** START OF The records **

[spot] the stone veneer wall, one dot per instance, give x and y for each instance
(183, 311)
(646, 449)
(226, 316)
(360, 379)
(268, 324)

** END OF The records **

Task brief.
Reproduce every one of the entries above verbatim, line for line.

Answer to this exercise.
[spot] the stone veneer wall, one dot per instance, give x and y for each instance
(183, 311)
(646, 449)
(226, 316)
(360, 379)
(268, 324)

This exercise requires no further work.